— Data entries —
┄┄┄┄┄┄

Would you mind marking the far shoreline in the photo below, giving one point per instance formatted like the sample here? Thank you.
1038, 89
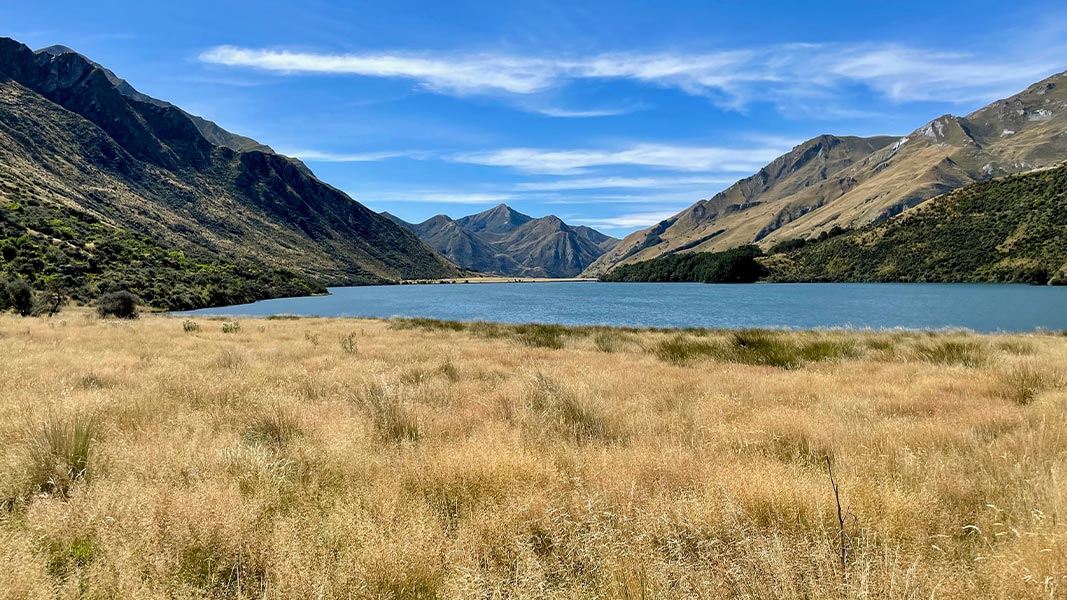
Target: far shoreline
464, 281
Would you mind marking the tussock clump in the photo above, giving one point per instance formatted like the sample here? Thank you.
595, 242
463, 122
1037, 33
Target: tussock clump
229, 359
561, 411
427, 325
449, 370
755, 347
59, 453
954, 352
1023, 382
609, 341
541, 335
392, 419
681, 349
274, 426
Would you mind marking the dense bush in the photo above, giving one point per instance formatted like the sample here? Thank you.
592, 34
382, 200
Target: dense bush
120, 304
18, 296
81, 257
737, 265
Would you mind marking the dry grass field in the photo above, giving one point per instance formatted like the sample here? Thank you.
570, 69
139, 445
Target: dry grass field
337, 458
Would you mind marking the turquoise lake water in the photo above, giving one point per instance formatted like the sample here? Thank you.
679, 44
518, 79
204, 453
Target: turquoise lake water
978, 306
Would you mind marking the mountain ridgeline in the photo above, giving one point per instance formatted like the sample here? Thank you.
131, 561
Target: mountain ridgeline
104, 188
503, 241
1013, 229
846, 183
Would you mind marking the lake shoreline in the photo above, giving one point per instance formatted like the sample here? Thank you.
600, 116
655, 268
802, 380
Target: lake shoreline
796, 306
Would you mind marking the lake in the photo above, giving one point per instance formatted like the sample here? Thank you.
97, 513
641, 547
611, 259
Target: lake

┄┄┄┄┄┄

— What is asked —
Transcribe the records above exactly, but only from the line that contains "Would you mind marking the tussock" through their final line, inclusive.

— Solved exercise —
Would you mind marking the tussock clump in the photo above, giving one point per instance formatted like the sample here? Thank you.
595, 242
463, 122
1037, 33
Target: tussock clump
229, 359
561, 411
427, 325
449, 370
755, 347
59, 453
954, 352
1023, 382
609, 341
541, 335
392, 419
681, 349
274, 426
Would you mind marking the dense bush in the photo above, giving one point per instance formatted like the sample here? Thank you.
592, 34
382, 200
Target: dense bush
120, 304
18, 296
81, 257
737, 265
Would you mind marking the dry grass field in the photo above, giving one point per instance formatted like the sample here? Thank you.
570, 69
139, 445
Target: dry grass field
337, 458
Would you mind marking the turquoise lake water in the photo above, giving one point per instance formatted like the sample here? Thank you.
679, 44
518, 79
204, 453
Target: turquoise lake water
978, 306
Would you mind marking the mountain ridgeline in the photo above, giving one point per instance formatted like the sample here? Thank you.
131, 561
Target: mountain ridgeline
104, 188
503, 241
1013, 229
846, 183
Would you mind marking the lake shoreline in the photo above, giving one point per instance formatted like the sample here? Thank you.
600, 116
655, 268
802, 380
Target: lake shoreline
796, 306
Would you mind marking the lake in the photo above, giving one point per instance formatted like the sample here? Thank you.
97, 513
641, 547
611, 259
Target: lake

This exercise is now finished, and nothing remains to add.